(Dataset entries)

--------------------------------

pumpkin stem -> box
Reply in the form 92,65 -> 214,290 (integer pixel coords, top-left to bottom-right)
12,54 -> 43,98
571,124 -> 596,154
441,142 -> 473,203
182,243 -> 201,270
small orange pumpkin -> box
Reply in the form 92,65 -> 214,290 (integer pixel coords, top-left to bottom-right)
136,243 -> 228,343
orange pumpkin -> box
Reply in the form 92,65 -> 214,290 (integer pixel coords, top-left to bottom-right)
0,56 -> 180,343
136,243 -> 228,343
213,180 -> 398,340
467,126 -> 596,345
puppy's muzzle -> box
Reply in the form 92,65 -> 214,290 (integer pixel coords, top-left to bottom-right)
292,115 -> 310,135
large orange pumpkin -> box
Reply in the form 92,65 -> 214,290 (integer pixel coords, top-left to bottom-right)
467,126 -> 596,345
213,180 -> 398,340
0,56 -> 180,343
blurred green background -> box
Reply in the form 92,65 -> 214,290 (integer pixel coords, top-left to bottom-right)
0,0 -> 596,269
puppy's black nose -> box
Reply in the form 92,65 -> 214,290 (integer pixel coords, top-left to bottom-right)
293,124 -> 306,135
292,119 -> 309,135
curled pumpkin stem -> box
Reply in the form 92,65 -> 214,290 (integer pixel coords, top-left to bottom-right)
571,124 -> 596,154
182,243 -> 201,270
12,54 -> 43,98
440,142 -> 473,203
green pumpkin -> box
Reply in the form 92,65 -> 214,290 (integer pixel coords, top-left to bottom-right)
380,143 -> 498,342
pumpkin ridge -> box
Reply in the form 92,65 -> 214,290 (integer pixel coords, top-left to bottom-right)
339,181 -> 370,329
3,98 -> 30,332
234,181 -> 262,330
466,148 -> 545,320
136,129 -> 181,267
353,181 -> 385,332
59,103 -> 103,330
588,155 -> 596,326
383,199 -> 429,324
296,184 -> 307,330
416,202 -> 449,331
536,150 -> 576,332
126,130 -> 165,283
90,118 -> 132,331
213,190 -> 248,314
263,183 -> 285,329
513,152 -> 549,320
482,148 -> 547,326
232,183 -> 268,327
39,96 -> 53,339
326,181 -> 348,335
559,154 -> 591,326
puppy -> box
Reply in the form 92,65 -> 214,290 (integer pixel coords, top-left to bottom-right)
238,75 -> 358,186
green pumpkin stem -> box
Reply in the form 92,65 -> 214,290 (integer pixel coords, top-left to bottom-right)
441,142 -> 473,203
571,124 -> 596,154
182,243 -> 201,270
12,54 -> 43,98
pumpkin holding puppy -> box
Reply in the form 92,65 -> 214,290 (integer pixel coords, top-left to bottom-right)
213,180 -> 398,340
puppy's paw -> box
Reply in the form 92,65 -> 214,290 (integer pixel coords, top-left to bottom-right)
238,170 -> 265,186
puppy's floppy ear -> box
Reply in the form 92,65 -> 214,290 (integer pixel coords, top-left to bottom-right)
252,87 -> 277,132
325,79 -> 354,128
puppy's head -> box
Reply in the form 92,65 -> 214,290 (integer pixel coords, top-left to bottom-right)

--------------------------------

- **WHAT YOU WILL DO**:
Please rewrite all of the material above with every "puppy" changed to "dog" and nothing else altered.

- **THE RESULT**:
pumpkin stem -> box
Reply in the form 92,65 -> 214,290 (integer pixel coords, top-left to bottom-right)
12,54 -> 43,98
571,124 -> 596,154
441,142 -> 473,203
182,243 -> 201,270
small orange pumpkin -> box
Reply in the form 92,65 -> 214,290 (integer pixel coords, top-left to bottom-right)
136,243 -> 228,343
orange pumpkin -> box
Reply in the form 92,65 -> 214,290 (integer pixel coords, top-left to bottom-right)
0,56 -> 180,343
136,243 -> 228,343
213,180 -> 398,340
467,126 -> 596,345
dog's muzzle -> box
Reply in the form 92,65 -> 214,290 (integer pixel coords, top-left to bottom-right)
292,115 -> 310,135
large orange pumpkin -> box
Reply in the form 92,65 -> 214,290 (integer pixel coords, top-left to bottom-right)
467,126 -> 596,345
213,180 -> 398,340
0,56 -> 180,343
blurred green background -> box
Reply in the form 92,65 -> 214,290 (integer pixel coords, top-left to bottom-right)
0,0 -> 596,269
dog's black nose -> box
Reply in the form 92,65 -> 214,290 (integer pixel coords, top-left to bottom-right)
293,124 -> 306,135
292,119 -> 309,135
curled pumpkin stem -> box
Reply in the form 92,65 -> 214,290 (integer pixel coords, top-left to bottom-right)
571,124 -> 596,154
182,243 -> 201,270
12,54 -> 43,98
440,142 -> 473,203
green pumpkin -> box
Reply in the form 92,65 -> 214,290 (integer pixel coords, top-left to bottom-right)
380,143 -> 498,342
pumpkin ridge -> box
Reply in the form 92,65 -> 214,290 (integer pixel coords, top-left to bottom-right)
339,181 -> 370,329
3,98 -> 30,332
234,181 -> 262,330
466,148 -> 545,320
136,129 -> 181,267
353,181 -> 385,332
59,103 -> 103,330
588,155 -> 596,326
383,199 -> 429,324
296,184 -> 307,330
416,202 -> 449,331
536,150 -> 576,332
126,130 -> 165,283
90,118 -> 132,331
213,190 -> 248,314
263,183 -> 285,329
513,152 -> 549,320
482,148 -> 547,326
232,183 -> 268,327
39,96 -> 53,339
326,181 -> 348,335
559,154 -> 591,326
dog -> box
Reply in the form 92,65 -> 214,290 (integer pixel coords, top-left to bottom-right)
238,75 -> 358,186
green pumpkin stem -> box
Reply in the form 92,65 -> 214,290 (integer pixel coords, top-left to bottom-right)
441,142 -> 473,203
571,124 -> 596,154
182,243 -> 201,270
12,54 -> 43,98
pumpkin holding dog -> box
Reply in the form 92,65 -> 214,290 (integer pixel coords, top-left to bottom-right)
213,180 -> 398,340
dog's paw -> box
Reply in the form 92,65 -> 214,290 (integer pixel coords, top-left to bottom-right)
238,170 -> 265,186
dog's floppy ear -> box
Reply in the form 92,65 -> 214,290 (integer pixel coords, top-left to bottom-right)
252,87 -> 277,132
325,79 -> 354,128
dog's head -> box
Reply in the form 92,65 -> 214,290 (integer pixel coords, top-left to bottom-right)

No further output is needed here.